*AIM OF THE EXERCISE:* Please pull out every line of the records that contains the string "green", copying each one in full.

****

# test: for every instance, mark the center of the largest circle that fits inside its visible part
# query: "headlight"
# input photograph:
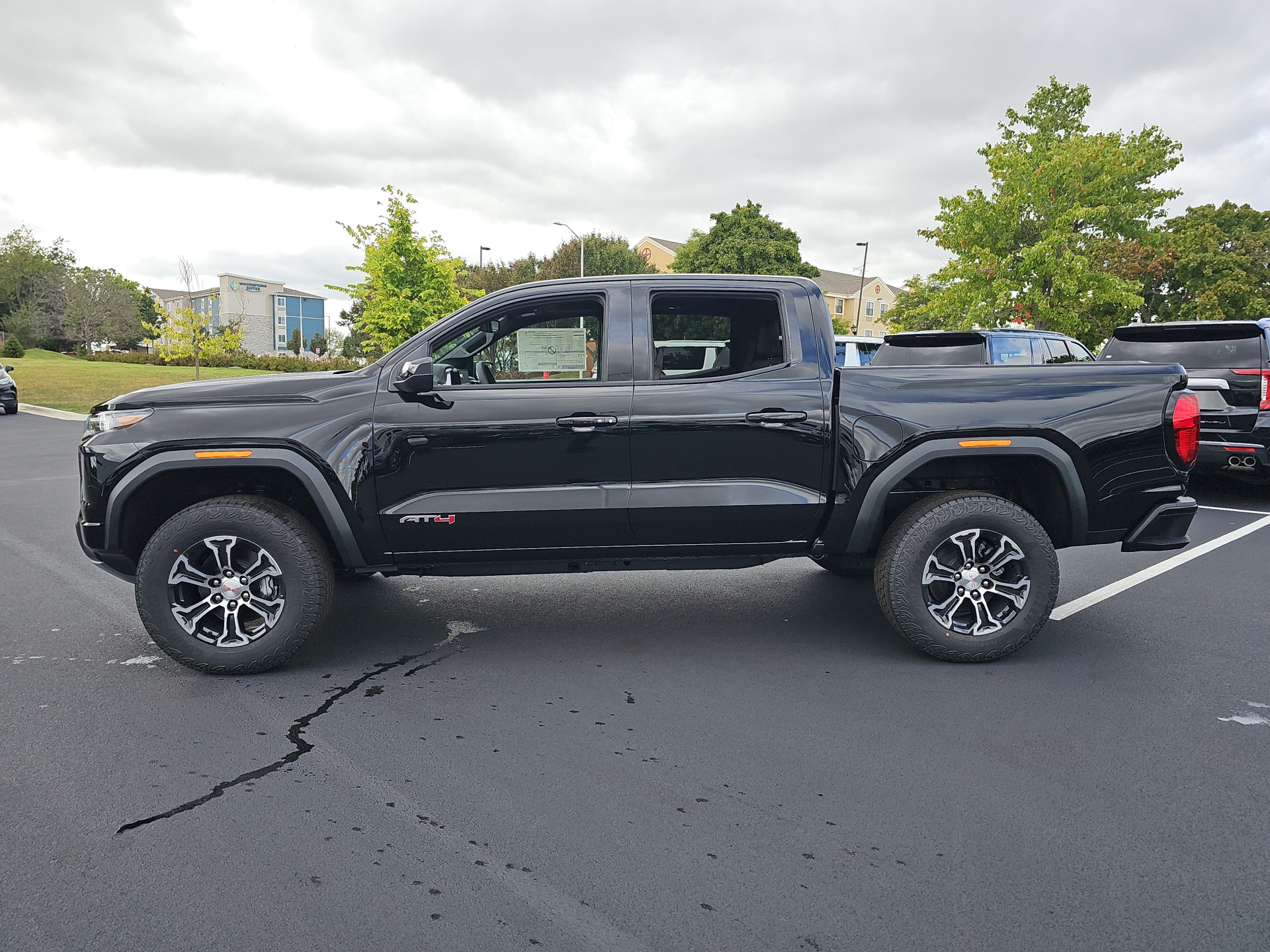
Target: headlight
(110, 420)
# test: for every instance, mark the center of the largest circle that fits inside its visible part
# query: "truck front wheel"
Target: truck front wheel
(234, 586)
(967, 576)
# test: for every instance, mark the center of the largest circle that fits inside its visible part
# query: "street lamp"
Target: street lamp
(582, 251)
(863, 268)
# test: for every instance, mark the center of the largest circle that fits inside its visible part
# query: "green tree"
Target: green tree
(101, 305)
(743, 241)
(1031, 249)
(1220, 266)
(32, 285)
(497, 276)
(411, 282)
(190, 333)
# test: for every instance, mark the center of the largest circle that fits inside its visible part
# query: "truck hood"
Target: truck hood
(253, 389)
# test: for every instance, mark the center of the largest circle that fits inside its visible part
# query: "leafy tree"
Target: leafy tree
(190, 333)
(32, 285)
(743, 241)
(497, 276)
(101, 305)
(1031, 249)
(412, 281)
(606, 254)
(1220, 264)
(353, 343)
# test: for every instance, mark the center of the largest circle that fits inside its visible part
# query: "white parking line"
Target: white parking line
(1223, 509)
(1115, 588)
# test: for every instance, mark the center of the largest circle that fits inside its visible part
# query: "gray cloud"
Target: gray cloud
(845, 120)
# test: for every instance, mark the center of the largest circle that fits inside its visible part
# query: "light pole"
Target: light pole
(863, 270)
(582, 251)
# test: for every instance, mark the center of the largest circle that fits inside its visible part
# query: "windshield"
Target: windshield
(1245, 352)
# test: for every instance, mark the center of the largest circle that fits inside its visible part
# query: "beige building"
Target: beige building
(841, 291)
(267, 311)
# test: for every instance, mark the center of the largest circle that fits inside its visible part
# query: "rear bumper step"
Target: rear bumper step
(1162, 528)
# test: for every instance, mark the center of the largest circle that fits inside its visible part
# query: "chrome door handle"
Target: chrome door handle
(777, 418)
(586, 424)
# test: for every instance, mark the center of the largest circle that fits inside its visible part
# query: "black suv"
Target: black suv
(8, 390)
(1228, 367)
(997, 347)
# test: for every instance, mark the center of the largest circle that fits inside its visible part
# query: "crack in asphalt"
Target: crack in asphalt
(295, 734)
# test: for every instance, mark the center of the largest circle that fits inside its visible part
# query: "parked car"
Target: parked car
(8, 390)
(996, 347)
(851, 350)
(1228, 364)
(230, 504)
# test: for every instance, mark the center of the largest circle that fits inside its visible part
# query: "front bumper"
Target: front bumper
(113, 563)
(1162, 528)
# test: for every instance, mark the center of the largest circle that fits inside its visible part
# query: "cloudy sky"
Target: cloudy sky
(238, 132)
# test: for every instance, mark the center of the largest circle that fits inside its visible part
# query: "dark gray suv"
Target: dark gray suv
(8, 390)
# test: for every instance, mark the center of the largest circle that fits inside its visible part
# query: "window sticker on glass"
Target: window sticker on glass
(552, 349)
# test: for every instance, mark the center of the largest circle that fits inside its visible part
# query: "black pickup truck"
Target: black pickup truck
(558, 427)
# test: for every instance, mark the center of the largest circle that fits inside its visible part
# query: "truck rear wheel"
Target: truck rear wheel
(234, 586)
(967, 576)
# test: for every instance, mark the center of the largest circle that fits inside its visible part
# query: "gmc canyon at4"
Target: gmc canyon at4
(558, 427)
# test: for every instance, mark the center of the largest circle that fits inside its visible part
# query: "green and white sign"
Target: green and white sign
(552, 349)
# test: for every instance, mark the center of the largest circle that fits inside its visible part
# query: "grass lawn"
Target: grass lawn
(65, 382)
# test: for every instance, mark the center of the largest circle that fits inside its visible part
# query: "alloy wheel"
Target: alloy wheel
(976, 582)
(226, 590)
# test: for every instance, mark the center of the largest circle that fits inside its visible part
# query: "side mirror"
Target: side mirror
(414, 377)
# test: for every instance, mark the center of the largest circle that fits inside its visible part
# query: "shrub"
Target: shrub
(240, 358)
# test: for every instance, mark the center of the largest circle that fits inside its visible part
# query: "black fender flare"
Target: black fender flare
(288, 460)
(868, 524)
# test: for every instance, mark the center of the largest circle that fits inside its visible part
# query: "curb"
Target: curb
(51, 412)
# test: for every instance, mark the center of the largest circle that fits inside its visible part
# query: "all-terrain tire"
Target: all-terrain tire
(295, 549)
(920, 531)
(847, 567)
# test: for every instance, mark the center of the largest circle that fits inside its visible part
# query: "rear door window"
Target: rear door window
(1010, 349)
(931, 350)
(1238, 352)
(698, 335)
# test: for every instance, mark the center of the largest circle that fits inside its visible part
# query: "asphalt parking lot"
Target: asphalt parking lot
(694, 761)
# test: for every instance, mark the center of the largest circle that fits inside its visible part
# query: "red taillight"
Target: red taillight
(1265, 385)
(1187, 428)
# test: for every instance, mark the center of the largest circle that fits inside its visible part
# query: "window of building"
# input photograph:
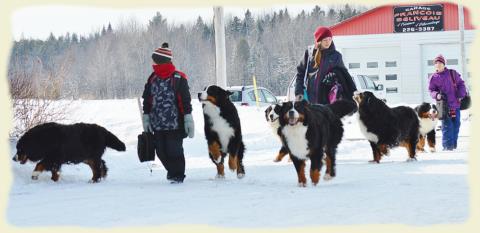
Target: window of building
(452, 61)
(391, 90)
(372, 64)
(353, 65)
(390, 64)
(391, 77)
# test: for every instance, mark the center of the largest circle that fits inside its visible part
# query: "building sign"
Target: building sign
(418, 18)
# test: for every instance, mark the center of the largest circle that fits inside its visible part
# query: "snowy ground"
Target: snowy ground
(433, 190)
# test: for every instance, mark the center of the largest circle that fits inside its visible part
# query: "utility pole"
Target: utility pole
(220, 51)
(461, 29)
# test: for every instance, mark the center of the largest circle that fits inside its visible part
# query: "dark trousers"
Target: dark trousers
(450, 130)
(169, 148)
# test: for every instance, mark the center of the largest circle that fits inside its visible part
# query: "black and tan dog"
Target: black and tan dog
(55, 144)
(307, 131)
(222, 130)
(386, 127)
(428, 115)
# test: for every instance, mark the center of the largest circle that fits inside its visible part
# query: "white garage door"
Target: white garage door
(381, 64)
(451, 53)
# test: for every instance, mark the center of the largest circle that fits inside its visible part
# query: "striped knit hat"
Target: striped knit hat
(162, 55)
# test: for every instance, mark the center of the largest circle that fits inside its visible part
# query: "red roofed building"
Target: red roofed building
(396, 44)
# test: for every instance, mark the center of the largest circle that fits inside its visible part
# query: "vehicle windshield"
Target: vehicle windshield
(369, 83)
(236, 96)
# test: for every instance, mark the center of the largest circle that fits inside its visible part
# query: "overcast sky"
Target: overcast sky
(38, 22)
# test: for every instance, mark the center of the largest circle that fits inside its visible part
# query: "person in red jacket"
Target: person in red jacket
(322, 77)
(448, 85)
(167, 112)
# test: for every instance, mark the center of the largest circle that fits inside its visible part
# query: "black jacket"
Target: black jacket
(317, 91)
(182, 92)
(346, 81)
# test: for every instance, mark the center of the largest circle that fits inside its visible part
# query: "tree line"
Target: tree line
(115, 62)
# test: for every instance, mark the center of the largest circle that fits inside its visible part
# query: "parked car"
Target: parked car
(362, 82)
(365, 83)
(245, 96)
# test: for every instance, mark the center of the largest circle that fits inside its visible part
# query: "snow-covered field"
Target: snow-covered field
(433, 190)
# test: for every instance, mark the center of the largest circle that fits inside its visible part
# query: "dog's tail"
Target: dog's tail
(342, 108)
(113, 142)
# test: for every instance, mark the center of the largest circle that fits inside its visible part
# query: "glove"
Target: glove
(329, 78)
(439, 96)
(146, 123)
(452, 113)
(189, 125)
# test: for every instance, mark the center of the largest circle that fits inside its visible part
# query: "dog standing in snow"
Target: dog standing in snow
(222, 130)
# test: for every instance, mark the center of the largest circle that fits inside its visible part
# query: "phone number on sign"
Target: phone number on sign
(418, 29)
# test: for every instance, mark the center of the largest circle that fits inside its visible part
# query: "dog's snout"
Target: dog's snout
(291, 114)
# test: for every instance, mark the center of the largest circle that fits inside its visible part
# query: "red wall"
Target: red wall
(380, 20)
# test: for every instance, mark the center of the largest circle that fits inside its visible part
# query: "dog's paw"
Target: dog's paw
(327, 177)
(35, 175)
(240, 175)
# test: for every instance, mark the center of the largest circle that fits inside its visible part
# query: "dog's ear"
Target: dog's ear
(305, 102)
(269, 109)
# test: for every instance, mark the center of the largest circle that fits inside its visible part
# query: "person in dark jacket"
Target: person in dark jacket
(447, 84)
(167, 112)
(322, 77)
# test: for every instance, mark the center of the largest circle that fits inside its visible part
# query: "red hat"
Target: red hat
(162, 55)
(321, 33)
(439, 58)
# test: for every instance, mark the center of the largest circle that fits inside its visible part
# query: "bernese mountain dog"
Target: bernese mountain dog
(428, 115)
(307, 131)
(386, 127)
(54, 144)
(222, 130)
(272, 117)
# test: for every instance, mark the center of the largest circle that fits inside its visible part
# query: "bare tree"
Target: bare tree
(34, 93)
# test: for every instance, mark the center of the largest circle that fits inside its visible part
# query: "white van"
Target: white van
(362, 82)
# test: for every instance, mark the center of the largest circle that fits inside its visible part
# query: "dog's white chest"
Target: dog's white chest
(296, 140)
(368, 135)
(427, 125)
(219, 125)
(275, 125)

****

*RESULT:*
# query: "green tree"
Target: green tree
# query: "green and white sign"
Target: green and white sign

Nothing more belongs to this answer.